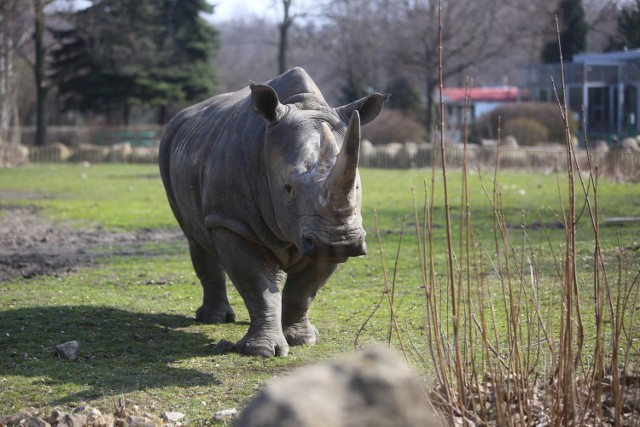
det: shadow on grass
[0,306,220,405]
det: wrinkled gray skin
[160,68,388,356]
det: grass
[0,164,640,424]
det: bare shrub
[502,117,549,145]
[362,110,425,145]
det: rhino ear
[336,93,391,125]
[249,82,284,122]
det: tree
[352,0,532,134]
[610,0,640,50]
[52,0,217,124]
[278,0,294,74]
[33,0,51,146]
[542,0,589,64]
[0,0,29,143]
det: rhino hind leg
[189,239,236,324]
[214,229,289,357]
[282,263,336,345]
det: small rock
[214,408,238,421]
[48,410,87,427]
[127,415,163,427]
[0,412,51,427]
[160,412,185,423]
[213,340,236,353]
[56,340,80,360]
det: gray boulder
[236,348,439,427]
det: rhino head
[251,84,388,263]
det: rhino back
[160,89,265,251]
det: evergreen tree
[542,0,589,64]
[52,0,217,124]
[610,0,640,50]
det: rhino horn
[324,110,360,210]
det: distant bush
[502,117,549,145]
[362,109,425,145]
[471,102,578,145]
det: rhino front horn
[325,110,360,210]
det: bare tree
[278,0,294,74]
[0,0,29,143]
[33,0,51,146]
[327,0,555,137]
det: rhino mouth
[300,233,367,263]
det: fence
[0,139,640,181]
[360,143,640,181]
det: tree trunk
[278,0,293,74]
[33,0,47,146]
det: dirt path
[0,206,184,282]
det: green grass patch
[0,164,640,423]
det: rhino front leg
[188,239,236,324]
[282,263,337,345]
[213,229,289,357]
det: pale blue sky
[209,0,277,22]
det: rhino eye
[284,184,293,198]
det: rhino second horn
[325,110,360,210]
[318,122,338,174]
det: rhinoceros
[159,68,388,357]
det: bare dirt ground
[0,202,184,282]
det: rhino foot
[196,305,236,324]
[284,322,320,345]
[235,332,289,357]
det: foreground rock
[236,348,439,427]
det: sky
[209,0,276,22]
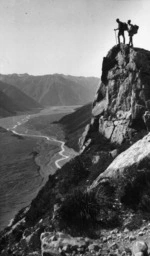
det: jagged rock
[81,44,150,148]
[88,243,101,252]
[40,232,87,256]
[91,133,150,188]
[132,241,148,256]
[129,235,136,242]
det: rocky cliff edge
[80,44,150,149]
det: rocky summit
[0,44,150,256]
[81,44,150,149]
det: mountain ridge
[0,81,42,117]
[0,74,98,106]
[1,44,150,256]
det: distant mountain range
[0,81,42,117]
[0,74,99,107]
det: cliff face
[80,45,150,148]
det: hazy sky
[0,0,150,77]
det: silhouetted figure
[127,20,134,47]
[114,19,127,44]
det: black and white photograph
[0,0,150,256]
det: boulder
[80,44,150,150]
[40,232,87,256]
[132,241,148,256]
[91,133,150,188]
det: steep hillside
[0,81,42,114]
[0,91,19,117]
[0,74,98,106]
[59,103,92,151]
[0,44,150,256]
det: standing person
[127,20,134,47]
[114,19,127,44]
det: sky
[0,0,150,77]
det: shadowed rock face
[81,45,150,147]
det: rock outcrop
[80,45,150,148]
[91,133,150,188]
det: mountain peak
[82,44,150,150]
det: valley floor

--

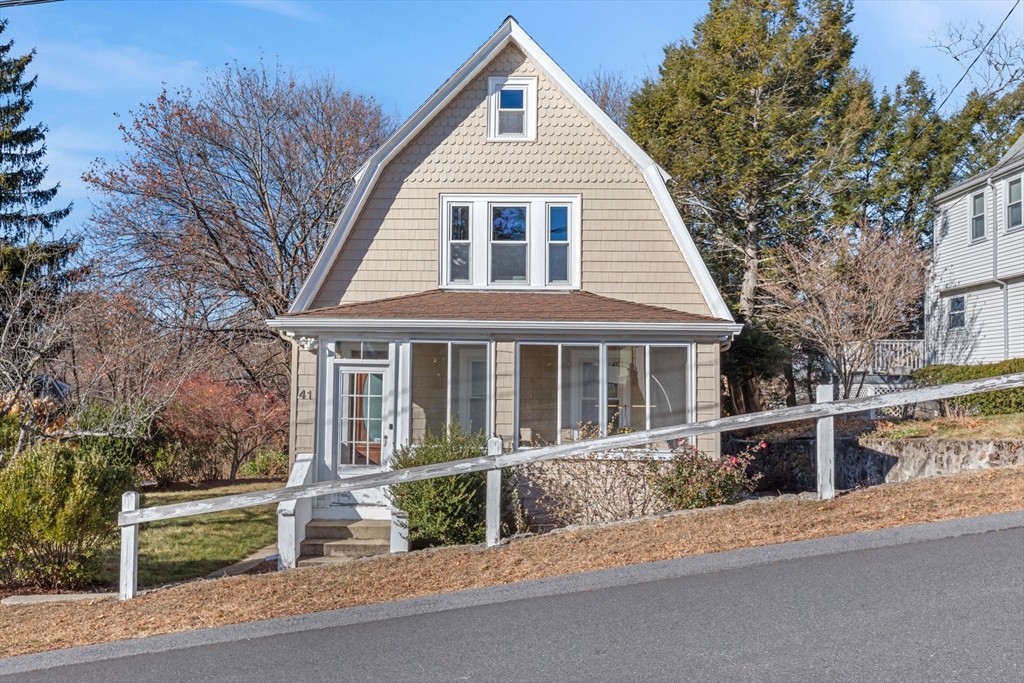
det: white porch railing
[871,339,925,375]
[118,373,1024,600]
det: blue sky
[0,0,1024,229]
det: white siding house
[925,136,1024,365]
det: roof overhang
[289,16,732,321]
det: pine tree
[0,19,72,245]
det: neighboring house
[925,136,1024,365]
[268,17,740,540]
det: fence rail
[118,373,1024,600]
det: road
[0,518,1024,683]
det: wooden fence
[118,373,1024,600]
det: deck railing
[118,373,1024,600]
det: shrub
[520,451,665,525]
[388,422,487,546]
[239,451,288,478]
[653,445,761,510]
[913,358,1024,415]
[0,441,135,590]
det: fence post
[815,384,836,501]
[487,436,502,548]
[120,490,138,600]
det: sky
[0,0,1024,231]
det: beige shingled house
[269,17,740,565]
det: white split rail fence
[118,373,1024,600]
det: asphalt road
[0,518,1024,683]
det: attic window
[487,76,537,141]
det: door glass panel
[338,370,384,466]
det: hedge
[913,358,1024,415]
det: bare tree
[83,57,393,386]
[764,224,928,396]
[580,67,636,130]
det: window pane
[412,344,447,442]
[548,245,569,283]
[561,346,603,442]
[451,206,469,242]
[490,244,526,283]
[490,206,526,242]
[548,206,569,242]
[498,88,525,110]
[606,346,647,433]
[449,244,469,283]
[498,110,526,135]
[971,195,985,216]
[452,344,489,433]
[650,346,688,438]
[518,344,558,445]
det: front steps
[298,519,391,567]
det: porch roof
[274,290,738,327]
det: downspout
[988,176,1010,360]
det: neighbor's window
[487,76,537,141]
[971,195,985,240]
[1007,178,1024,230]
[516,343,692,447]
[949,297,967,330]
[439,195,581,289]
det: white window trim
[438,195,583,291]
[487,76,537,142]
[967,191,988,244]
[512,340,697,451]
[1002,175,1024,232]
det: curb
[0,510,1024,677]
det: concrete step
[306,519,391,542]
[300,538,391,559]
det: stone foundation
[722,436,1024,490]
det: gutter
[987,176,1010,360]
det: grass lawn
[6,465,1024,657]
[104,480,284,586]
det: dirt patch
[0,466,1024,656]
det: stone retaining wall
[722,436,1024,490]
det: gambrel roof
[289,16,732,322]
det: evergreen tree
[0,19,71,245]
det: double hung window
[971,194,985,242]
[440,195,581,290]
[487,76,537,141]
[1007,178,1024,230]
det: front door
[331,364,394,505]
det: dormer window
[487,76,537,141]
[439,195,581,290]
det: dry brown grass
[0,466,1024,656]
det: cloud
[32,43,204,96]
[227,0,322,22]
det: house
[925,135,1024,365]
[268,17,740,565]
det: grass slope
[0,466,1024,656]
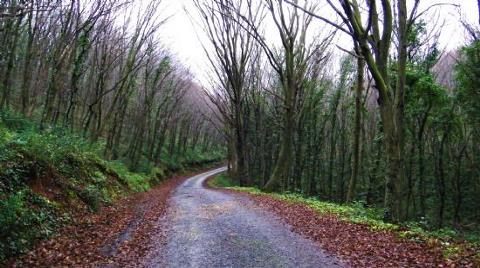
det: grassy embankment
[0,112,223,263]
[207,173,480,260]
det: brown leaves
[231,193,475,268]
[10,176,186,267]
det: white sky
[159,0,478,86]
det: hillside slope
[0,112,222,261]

...

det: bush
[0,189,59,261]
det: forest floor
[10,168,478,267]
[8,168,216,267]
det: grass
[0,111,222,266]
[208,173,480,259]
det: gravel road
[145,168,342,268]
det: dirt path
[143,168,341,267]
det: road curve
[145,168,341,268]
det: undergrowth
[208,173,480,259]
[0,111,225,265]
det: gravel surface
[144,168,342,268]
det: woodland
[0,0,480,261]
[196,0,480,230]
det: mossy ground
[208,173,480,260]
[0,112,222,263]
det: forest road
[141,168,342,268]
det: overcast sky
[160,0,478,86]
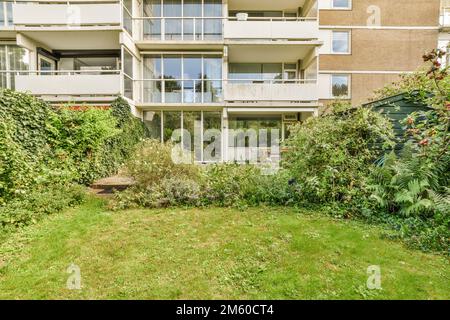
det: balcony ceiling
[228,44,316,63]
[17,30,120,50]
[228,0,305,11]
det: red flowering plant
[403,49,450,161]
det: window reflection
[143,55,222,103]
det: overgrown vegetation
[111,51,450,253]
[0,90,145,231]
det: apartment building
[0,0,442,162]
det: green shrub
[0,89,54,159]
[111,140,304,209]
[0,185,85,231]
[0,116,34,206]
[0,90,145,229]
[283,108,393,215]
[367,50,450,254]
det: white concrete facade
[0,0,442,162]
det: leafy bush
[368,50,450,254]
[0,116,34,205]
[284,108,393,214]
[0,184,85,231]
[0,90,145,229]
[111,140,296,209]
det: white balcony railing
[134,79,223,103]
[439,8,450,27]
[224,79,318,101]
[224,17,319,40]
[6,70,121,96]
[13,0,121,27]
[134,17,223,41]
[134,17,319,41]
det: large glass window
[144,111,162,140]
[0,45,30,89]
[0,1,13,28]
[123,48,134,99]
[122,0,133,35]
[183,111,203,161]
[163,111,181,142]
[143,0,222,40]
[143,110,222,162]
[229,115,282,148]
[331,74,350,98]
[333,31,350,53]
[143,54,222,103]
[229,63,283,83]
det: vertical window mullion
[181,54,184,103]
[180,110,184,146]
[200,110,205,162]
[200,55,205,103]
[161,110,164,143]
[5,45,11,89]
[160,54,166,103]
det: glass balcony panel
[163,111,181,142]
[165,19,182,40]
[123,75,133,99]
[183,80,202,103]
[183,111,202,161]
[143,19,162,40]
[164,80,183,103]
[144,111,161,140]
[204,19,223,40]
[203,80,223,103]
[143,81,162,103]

- What is asked -
How many lines in the entries above contain the word "porch"? Reply with the number alone.

- Written solution -
2